A Survey of Indian Script OCR Systems

Pankaj DOKE, Rinki GUPTA, Vidyesh NABAR

Applied Technology Group, Tata Infotech Ltd., INDIA


Electrical Engineering Department
Indian Institute of Technology, Mumbia, INDIA

In this paper we bring out the characteristics of Bangla and Devanagari
character recognition systems reported in the Indian subcontinent.
The research in Devanagari character recognition has centers of activity
at TIFR, ISI, IIT, CDAC and Tata Infotech Ltd. The various approaches
reported to date have deployed a structural approach using feature
primitives that constitute the building blocks of the character. Almost
all have a used a syntactic tree classifier, post feature extraction for
the recognition phase.

The basic alphabet set of Bangla Script is very large comprising of 11
vowels, 39 consonants and 4 shape modifiers. The number of symbols is
approximately 300.

◆ **Data shown**
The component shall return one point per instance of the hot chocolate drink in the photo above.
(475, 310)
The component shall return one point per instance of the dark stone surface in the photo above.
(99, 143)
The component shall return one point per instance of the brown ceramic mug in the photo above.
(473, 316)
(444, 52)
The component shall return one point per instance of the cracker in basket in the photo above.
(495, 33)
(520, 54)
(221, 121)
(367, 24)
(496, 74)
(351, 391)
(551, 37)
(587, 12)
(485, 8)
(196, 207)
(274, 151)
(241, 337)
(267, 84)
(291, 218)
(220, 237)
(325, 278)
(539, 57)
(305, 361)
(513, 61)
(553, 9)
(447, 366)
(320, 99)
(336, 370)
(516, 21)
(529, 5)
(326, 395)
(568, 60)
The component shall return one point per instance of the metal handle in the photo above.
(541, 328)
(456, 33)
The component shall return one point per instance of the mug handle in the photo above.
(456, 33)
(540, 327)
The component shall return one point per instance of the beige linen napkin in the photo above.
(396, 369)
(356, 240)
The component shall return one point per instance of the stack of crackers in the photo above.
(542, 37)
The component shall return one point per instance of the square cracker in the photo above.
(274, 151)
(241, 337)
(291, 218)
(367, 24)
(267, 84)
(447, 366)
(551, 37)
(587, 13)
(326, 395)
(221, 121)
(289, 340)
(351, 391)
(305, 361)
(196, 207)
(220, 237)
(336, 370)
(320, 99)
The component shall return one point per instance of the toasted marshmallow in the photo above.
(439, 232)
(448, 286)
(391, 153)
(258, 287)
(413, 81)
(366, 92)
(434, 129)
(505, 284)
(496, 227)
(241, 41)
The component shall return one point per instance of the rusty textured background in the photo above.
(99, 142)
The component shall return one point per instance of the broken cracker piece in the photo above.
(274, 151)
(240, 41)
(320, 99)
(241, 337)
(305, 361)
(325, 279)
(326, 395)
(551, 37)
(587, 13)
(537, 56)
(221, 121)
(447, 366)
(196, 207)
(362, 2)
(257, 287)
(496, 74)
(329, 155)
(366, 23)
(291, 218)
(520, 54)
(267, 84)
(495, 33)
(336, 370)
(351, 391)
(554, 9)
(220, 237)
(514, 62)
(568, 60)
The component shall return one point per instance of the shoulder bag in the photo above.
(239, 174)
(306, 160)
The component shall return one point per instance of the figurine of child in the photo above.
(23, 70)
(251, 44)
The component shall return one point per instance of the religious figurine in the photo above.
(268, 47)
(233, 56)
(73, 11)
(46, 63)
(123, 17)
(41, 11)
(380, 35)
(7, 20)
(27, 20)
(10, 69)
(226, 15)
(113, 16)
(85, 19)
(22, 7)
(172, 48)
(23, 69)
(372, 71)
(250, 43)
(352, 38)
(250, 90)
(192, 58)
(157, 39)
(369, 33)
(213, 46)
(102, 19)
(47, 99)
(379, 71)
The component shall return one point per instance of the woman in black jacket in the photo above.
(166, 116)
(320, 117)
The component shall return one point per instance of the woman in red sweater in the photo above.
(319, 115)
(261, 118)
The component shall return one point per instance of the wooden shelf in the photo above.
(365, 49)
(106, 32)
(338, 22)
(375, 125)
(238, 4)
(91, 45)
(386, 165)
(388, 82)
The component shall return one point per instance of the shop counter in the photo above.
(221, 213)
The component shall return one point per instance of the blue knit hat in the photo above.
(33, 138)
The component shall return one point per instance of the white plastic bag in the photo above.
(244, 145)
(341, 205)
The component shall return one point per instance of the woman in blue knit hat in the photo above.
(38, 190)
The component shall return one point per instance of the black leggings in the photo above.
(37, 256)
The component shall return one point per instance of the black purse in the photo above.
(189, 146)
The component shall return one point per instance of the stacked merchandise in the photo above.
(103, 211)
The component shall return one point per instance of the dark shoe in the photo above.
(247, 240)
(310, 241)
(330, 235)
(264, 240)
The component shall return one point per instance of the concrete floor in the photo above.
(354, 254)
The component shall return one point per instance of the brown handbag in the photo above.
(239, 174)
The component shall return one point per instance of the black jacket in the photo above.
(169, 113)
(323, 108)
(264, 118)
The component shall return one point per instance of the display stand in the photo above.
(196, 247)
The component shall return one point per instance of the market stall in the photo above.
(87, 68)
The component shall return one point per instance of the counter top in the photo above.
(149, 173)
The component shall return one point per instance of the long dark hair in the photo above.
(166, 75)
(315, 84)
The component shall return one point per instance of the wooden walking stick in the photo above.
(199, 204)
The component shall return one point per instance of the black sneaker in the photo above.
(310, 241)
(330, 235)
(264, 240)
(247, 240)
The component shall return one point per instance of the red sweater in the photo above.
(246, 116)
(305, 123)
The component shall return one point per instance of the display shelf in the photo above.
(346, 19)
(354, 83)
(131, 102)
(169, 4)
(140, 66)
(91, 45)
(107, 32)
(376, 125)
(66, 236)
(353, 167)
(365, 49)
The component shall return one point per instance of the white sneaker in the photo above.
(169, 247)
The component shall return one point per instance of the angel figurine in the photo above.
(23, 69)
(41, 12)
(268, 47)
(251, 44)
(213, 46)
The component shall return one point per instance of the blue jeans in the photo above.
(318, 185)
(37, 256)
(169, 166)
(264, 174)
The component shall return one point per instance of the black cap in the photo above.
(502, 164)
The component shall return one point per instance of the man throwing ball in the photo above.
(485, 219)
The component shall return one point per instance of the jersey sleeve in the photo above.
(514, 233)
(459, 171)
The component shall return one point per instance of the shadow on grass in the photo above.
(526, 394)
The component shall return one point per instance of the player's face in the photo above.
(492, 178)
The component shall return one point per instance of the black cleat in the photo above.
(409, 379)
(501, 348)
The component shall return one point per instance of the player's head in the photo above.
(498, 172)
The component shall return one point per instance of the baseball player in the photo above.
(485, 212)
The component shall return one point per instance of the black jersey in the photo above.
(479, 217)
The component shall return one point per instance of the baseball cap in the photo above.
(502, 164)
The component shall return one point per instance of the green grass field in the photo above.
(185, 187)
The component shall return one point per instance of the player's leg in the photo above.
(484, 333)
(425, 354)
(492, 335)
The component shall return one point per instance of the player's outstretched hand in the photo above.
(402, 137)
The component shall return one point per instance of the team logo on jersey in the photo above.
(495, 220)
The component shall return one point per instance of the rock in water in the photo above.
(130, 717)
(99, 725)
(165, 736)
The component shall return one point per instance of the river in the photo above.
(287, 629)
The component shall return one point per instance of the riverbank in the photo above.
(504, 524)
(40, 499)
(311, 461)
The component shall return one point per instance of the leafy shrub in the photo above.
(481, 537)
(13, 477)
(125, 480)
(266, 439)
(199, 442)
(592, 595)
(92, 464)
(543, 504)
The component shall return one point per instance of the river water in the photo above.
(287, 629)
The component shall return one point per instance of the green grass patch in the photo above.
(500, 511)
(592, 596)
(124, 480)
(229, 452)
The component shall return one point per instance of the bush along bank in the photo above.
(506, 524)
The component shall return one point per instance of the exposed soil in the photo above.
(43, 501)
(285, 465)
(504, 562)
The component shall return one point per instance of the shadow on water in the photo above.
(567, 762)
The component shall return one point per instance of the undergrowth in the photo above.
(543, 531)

◆ **Requirements**
[1] In the OCR survey, how many vowels does the basic Bangla alphabet set have?
[2] Write out the part of the OCR survey that begins at the words "In this paper" and stops after "the recognition phase.".

◆ **Answer list**
[1] It has 11 vowels.

[2]
In this paper we bring out the characteristics of Bangla and Devanagari
character recognition systems reported in the Indian subcontinent.
The research in Devanagari character recognition has centers of activity
at TIFR, ISI, IIT, CDAC and Tata Infotech Ltd. The various approaches
reported to date have deployed a structural approach using feature
primitives that constitute the building blocks of the character. Almost
all have a used a syntactic tree classifier, post feature extraction for
the recognition phase.